> **Aim**: Show each line of the rows below that contains the string "fringe".

Segmentation labeling entries
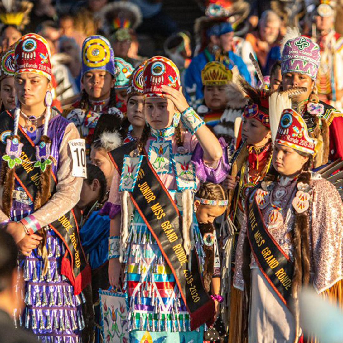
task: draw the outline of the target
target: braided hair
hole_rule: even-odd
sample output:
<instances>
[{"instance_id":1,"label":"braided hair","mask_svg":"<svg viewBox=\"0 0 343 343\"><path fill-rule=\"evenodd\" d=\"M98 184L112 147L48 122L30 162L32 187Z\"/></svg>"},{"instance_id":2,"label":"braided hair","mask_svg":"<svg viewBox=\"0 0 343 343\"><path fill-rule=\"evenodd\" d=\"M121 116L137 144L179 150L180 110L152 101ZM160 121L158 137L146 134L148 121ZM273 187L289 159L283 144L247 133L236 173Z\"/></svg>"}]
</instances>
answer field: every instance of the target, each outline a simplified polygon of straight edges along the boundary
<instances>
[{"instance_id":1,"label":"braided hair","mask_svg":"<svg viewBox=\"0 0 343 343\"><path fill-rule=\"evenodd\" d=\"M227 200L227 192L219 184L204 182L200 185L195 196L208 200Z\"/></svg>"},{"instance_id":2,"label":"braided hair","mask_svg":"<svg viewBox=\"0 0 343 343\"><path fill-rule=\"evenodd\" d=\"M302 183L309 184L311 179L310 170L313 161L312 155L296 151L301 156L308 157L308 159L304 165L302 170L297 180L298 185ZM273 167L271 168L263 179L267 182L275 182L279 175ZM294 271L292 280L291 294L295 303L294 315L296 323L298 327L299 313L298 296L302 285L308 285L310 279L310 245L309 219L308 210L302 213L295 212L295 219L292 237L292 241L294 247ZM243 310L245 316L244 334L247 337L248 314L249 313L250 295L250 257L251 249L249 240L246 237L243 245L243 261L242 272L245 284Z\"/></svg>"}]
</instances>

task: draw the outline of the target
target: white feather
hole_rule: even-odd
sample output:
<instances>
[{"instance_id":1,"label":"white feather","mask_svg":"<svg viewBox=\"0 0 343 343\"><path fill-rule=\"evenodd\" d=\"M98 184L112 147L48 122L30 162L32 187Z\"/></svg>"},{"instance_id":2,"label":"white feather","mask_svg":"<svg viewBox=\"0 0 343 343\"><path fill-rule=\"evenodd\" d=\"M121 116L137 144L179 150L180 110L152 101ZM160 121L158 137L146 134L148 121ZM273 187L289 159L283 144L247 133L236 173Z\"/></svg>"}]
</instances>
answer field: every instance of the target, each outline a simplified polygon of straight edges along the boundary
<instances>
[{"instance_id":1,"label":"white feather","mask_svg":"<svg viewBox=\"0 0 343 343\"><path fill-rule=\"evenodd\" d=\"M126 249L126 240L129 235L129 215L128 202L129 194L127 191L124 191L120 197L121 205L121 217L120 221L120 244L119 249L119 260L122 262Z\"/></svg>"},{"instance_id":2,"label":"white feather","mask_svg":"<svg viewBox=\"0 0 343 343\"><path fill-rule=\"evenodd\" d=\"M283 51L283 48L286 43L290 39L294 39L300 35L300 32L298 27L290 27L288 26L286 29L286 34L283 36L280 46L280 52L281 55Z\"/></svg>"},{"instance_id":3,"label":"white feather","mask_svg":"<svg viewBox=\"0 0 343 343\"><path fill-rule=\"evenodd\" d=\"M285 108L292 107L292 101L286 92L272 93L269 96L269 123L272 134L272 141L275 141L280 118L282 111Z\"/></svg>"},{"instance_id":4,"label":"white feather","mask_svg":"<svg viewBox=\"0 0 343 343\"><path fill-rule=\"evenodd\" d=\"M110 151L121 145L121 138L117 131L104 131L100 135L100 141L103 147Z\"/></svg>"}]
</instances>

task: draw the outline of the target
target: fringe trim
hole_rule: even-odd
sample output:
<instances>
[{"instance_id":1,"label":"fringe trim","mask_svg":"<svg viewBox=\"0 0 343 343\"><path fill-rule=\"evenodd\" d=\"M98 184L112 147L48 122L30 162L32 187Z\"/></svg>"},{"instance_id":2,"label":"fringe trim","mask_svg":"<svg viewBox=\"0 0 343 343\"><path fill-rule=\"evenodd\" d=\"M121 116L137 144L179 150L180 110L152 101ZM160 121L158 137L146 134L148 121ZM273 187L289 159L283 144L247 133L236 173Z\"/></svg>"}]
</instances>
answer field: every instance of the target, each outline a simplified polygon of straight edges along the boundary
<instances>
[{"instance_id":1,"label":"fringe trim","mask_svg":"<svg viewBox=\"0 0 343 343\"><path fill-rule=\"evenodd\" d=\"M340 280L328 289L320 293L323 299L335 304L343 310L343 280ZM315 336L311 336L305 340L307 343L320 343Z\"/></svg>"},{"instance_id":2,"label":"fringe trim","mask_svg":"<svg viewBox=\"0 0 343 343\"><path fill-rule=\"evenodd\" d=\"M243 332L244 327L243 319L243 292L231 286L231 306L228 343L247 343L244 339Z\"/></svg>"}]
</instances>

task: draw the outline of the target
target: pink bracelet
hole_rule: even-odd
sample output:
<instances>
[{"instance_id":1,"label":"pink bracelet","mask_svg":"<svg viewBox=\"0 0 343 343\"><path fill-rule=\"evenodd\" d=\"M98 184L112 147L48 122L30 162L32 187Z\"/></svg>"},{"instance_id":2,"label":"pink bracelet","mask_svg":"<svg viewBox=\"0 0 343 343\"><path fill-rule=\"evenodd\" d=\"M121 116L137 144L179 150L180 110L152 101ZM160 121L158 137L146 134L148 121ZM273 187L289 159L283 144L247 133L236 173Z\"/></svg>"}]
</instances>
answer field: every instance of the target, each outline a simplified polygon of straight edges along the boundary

> **Completed task**:
target: fringe trim
[{"instance_id":1,"label":"fringe trim","mask_svg":"<svg viewBox=\"0 0 343 343\"><path fill-rule=\"evenodd\" d=\"M98 184L112 147L48 122L30 162L32 187Z\"/></svg>"},{"instance_id":2,"label":"fringe trim","mask_svg":"<svg viewBox=\"0 0 343 343\"><path fill-rule=\"evenodd\" d=\"M121 116L137 144L179 150L180 110L152 101ZM160 121L158 137L146 134L148 121ZM273 187L289 159L283 144L247 133L236 173Z\"/></svg>"}]
[{"instance_id":1,"label":"fringe trim","mask_svg":"<svg viewBox=\"0 0 343 343\"><path fill-rule=\"evenodd\" d=\"M340 280L328 289L320 293L323 299L335 304L343 310L343 280ZM315 336L311 336L305 340L307 343L320 343Z\"/></svg>"},{"instance_id":2,"label":"fringe trim","mask_svg":"<svg viewBox=\"0 0 343 343\"><path fill-rule=\"evenodd\" d=\"M243 332L244 327L243 319L243 292L231 286L231 306L228 343L247 343L244 339Z\"/></svg>"}]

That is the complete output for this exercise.